Document text:
● ● ● ● ● ● ●

= Ellipsis (linguistics) =

Omitted words still understood in context

In linguistics, ellipsis (ἔλλειψις), or elliptical construction, is the omission from a clause of one or more words that are nevertheless understood in the context of the remaining elements. There are numerous distinct types of ellipsis acknowledged in theoretical syntax. Theoretical accounts of ellipsis seek to explain its syntactic and semantic factors, the means by which the elided elements are recovered, and the status of the elided elements.

==Background==
Varieties of ellipsis have long formed a basis of linguistic theory that addresses basic questions of form–meaning correspondence: in particular, how the usual mechanisms of grasping a meaning from a form may be bypassed or supplanted via elliptical structures. In generative linguistics, the term ellipsis has been applied to a range of syntax in which a perceived interpretation is fuller than that which would be expected based solely on the presence of linguistic forms.

● ● ● ● ● ● ●

Task requirements:
• A. Based on the ellipsis text, explain why varieties of ellipsis have long been a basis of linguistic theory.
• B. Resume the text on ellipsis in linguistics, picking up after its final sentence.

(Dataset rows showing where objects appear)

● ● ● ● ● ● ●

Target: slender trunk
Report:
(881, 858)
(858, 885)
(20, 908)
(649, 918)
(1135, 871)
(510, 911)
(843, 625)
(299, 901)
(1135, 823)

● ● ● ● ● ● ●

Task responses:
• A. They bear on basic questions of form–meaning correspondence. In particular, elliptical structures show how the usual mechanisms of grasping a meaning from a form may be bypassed or supplanted.

• B.
One trait that many types and instances of ellipsis have in common is that the appearance of ellipsis is optional. The occurrence of VP-ellipsis, for instance, is often optional, e.g. He will help, and she will (help), too. Whether or not the second occurrence of the verb help is elided in this sentence is up to the speaker and to communicative aspects of the situational context in which the sentence is uttered. This optionality is a clear indication of ellipsis. At other times, however, ellipsis seems to be obligatory, for instance with cases of comparative deletion, e.g., *More girls were there today than girls were there yesterday. The second occurrence of girls must be omitted in this sentence (More girls were there today than were there yesterday). The obligatory occurrence of ellipsis complicates the analysis, since one can argue that obligatory cases are not really instances of ellipsis at all, but rather a null pro-form is involved. These aspects of the theory should be kept in mind when considering the various types and instances of ellipsis enumerated below.

==Types==
There are numerous widely acknowledged types of ellipsis. They include:
1. Gapping
2. Stripping
3. Verb phrase ellipsis
4. Pseudogapping
5. Answer ellipsis
6. Sluicing
7. Nominal ellipsis
8. Comparative deletion
9. Null complement anaphora
Among experts, there is no unanimity that all of the abovementioned syntaxes form a natural class in the sense of being derived by one and the same mechanism. Ellipsis-based accounts have been given for other syntaxes, and some of the above have been analyzed in other ways. Most experts would agree, however, that most of the above items are in fact ellipses, so the discussion below takes their status as ellipses largely for granted.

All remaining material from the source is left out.